*TEXTE PROPOSÉ*:
Certains petits manuscrits sont révélateurs. On se limitera à n'en citer que deux. Le premier est en relation avec le rempart du village, le second à la porte centrale, l'unique de l'édifice.

Un petit manuscrit daté de 1767 présenté par Mohamed HAMMAM est relatif à un accord convenu entre les habitants du village de Tirigiwt.
Après avoir construit collectivement le rempart qui clôture igherm, ljma't dispose que chaque famille assume la responsabilité de la partie du rempart se trouvant dans les limites de sa demeure.

La hauteur du mur construit est de neuf «alwah» (sing. Luh qui signifie le coffret de terre battue) soit l'équivalent d'une dizaine de mètres de hauteur. Chaque famille est donc responsable de tout dommage de quelque nature qu'il soit devant atteindre et mettre en péril le rempart qui sécurise l'espace de igherm par le biais des eaux ou autres intempéries.

Au cas où l'édifice serait partiellement détruit, la communauté participe à sa reconstruction à hauteur de quatre «alwah», à charge pour la famille d'en achever toute seule et à ses frais la construction pour atteindre la hauteur initiale, soit neuf «alwah».

La solidarité villageoise, nous allons à travers cette escapade, la montrer est la condition requise pour assurer une cohabitation aussi parfaite que possible.
Un second document fait ressortir que la quasi-totalité des villages fortifiés disposent d'une seule porte centrale. En effet, un manuscrit en date de 1935, relatif à un témoignage rendu par huit vieillards d'un village selon lequel ils attestent que : « de leur vivant et aux dires de leurs ancêtres, leur village n'a jamais eu qu'une seule porte centrale. Personne n'a jamais eu à ouvrir une porte individuelle ».

Nonobstant la confirmation de cette donnée fondamentale dans la configuration spatiale de l'époque, la date de 1935 marque le début d'une régulation des rapports de force dans cette société oasienne. La guerre de Bu Gafer en mars 1933 marque la fin de la « pacification » du sud. Le pays semble trouver une certaine stabilité qui se traduira par le début de la fin des structures sociales traditionnelles qui avaient régulé pendant des siècles la vie en groupe. Ce témoignage est intéressant.

*DONNÉES FOURNIES*:
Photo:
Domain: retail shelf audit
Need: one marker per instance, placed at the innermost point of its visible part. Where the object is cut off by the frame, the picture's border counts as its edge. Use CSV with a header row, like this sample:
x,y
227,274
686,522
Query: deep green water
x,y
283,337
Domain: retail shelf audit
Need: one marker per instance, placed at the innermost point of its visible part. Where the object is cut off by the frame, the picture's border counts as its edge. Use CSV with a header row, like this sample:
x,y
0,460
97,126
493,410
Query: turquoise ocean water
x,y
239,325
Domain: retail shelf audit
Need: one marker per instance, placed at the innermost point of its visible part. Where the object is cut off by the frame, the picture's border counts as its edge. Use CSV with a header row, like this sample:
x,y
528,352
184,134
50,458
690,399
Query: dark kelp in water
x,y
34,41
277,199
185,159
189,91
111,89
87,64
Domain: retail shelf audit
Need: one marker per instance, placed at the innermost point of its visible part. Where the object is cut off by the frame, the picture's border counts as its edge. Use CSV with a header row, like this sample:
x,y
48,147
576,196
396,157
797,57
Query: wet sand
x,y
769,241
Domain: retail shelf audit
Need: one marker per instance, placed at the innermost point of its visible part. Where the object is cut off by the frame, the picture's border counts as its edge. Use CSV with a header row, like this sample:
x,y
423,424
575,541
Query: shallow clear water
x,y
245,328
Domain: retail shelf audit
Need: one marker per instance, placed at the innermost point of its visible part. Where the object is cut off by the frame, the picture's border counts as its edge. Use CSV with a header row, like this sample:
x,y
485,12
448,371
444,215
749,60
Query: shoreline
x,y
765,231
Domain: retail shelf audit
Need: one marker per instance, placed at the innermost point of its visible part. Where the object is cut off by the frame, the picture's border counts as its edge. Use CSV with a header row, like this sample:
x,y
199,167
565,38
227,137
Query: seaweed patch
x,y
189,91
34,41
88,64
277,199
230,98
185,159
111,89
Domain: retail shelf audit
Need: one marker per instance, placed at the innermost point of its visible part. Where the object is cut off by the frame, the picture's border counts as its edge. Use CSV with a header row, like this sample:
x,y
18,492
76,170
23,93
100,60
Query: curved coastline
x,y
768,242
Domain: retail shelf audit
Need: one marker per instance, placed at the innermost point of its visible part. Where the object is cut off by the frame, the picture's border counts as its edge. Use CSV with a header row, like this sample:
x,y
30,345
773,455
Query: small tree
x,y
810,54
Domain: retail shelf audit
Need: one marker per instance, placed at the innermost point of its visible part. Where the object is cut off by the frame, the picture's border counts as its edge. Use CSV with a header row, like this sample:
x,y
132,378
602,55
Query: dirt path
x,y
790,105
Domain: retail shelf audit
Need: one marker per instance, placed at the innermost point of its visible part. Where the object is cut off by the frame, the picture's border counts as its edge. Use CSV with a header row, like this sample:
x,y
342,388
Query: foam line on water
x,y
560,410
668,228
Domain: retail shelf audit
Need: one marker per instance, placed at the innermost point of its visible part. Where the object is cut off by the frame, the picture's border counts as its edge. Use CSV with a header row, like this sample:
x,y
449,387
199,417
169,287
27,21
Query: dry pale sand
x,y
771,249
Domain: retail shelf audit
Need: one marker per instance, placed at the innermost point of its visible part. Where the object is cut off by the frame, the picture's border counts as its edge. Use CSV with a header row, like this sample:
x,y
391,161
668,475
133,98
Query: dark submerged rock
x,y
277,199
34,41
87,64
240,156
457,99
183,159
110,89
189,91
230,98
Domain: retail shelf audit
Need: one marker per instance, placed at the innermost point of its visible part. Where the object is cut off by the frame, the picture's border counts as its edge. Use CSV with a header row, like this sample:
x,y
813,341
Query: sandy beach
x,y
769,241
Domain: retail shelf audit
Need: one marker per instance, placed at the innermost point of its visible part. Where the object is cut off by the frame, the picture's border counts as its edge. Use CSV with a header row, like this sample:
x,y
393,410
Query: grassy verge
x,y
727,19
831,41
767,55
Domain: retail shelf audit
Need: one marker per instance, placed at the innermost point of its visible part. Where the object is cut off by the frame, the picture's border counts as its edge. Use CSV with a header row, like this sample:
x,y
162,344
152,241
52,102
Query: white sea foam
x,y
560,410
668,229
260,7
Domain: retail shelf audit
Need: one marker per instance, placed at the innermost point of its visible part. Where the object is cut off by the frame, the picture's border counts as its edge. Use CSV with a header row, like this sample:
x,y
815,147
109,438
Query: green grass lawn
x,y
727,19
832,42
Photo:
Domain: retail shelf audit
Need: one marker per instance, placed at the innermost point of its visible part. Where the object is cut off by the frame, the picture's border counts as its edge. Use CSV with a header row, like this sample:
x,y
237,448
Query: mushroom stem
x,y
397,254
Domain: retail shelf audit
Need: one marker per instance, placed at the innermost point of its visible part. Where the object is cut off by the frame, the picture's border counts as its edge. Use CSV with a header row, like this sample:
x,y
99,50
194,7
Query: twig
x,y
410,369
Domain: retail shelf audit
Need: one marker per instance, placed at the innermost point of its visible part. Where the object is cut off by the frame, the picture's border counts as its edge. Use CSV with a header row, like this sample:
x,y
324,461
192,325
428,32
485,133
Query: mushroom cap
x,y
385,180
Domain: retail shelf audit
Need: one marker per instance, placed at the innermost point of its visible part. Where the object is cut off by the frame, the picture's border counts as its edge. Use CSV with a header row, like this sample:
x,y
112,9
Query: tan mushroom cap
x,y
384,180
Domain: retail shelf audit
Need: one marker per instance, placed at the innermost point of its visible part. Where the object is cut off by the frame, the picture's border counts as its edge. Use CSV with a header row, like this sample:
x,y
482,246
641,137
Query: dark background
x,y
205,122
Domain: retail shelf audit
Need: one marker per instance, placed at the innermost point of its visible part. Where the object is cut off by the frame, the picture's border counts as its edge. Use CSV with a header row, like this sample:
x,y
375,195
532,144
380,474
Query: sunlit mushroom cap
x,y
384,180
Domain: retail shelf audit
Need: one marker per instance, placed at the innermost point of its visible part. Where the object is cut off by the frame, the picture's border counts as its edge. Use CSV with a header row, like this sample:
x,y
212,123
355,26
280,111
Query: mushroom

*TRAVAIL DEMANDÉ*:
• a. Recopiez l'extrait du texte proposé qui va de "La hauteur du" jusqu'à "ou autres intempéries.", en substituant "dégât" à "dommage".
• b. Dans le texte proposé, sur quel élément repose l'affirmation selon laquelle les villages fortifiés ne disposent que d'une seule porte centrale ? Répondez en une à trois phrases.
• c. Rédigez la suite du texte proposé, à partir de sa dernière phrase.
Les données n'ont aucun lien avec le texte proposé.

*RÉSULTATS ATTENDUS*:
• a.
La hauteur du mur construit est de neuf «alwah» (sing. Luh qui signifie le coffret de terre battue) soit l'équivalent d'une dizaine de mètres de hauteur. Chaque famille est donc responsable de tout dégât de quelque nature qu'il soit devant atteindre et mettre en péril le rempart qui sécurise l'espace de igherm par le biais des eaux ou autres intempéries.

• b. Elle repose sur un manuscrit de 1935 qui consigne le témoignage de huit vieillards d'un village. Ceux-ci attestent que, de leur vivant et selon leurs ancêtres, leur village n'a jamais eu qu'une seule porte centrale et que personne n'a jamais ouvert de porte individuelle.

• c.
Il sous-tend une nouvelle forme de comportement. Les familles commencent à percer des portes individuelles. Il vient remettre en question une nouvelle donne qui caractérise la conception de l'espace d'alors. Le village est régi par des règles précises.

Il est une propriété collective indivise. La pénétration coloniale s'est traduite par la nomination de nouveaux imgharn, la formation de nouvelles élites locales qui vont influer ostensiblement sur la configuration spatiale du village lui même. Celui-ci, finira en peu de temps par éclater. Les différentes familles construisent des maisons individuelles plus spacieuses et de plus en plus espacées, les nouvelles élites, de véritables châtelets familiaux.

Les flux migratoires s'intensifient. Les anciens métayers, par les produits de l'émigration s'investissent ardûment pour accéder à un nouveau statut social au sein de la communauté. Les structures d'antan s'effritent de plus en plus pour disparaître enfin sous les décombres d'autres structures qui leur ressemblent dans la forme mais non dans l'esprit et moins dans le fond.

Le terroir agricole semble garder dans sa configuration les liens de parenté entre les composantes du village. Là où les généalogies sont muettes, le terroir est explicite. La grande partie de « lasl », patrimoine originel se caractérise par une contiguïté frappante. Les parcelles actuelles n'étaient qu'une seule qui s'est fractionnée par le phénomène des ventes et des héritages successifs, ce qui leur a donné des dimensions parfois microscopiques.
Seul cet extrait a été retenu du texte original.